» **What you need to do**
Please reproduce the passage from the remembrance of Elizabeth McAliley, starting with "Former mission co-worker, World" and going on through "McAliley. (Photo provided)", word for word.

» **Text provided**
+===+

Former mission co-worker, World Mission staff leader remembered

by Gregg Brekke | Presbyterian News Service

Elizabeth (Libby) Dunlap McAliley. (Photo provided)

LOUISVILLE — The Rev. Elizabeth (Libby) Dunlap McAliley of Austell, Georgia passed away Wednesday, July 25, 2018. Born May 15, 1928, in York, South Carolina, to Robert Floyd and Edna Henry Dunlap, she married the Rev. William Samuel McAliley Sr. on Aug. 11, 1979.

A graduate of Agnes Scott College in 1950, she served for 23 years as a Presbyterian Church in the U.S. (PCUS) missionary in the Belgian Congo. Her mission assignments included training young men and a few young women to become teachers in the first and second grades and teaching at the Theological School in the Congo.

She completed a Masters of Christian Education in 1959 and received a Master of Divinity degree from Columbia Theological Seminary in 1973. That same year, McAliley became the first woman in South Carolina to be ordained as a minister of the Presbyterian Church in the U.S.

After leaving the mission field in 1977, and until her retirement in 1993, she held staff positions in the national offices of the Presbyterian Church and was instrumental in guiding the mission agencies of the Northern (United Presbyterian Church in the United States of America) and Southern (PCUS) branches of the denomination through reunion in the late 1980s. She and her husband moved to Presbyterian Village Austell (Georgia) in 1996.

McAliley in the 1950s. (Photo provided)

Describing his first meeting with McAliley, Cliff Kirkpatrick, former director of worldwide ministries for the PCUS and PC(USA) Stated Clerk-emeritus, called her “quiet but incredibly thoughtful,” and commented on the hospitality and encouragement she provided as he assumed a leadership role in the church.

+===+

» **Records supplied**

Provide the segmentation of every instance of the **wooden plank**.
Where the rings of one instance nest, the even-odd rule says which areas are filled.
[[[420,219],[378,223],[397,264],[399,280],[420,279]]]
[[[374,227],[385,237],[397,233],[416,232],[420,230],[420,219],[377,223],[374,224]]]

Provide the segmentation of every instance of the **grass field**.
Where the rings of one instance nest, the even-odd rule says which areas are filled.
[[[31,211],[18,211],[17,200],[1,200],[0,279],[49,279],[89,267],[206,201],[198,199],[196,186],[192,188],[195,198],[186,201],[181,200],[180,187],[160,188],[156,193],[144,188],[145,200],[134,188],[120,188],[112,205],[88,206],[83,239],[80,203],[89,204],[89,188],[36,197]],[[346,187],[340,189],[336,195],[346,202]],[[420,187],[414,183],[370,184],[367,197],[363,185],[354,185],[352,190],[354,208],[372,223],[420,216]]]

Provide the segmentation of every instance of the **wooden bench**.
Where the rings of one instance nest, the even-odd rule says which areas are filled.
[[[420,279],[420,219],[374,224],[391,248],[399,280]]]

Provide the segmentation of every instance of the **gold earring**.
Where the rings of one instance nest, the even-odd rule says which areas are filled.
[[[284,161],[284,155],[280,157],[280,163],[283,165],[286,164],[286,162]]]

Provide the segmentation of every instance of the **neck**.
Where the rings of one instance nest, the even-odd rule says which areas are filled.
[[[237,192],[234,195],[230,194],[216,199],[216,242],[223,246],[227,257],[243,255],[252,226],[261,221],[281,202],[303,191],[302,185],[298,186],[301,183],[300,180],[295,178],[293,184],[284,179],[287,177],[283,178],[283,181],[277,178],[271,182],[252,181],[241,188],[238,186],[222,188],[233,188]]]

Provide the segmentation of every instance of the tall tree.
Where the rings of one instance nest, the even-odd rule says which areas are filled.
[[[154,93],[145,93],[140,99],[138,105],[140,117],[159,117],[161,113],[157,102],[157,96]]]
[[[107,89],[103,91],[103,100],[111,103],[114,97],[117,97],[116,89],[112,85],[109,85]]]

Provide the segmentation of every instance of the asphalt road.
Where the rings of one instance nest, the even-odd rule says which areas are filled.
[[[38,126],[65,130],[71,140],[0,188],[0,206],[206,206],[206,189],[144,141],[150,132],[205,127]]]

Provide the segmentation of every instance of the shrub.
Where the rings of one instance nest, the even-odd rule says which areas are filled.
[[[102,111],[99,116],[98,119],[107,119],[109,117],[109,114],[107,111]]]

+===+

» **Response to the task**
Former mission co-worker, World Mission staff leader remembered

by Gregg Brekke | Presbyterian News Service

Elizabeth (Libby) Dunlap McAliley. (Photo provided)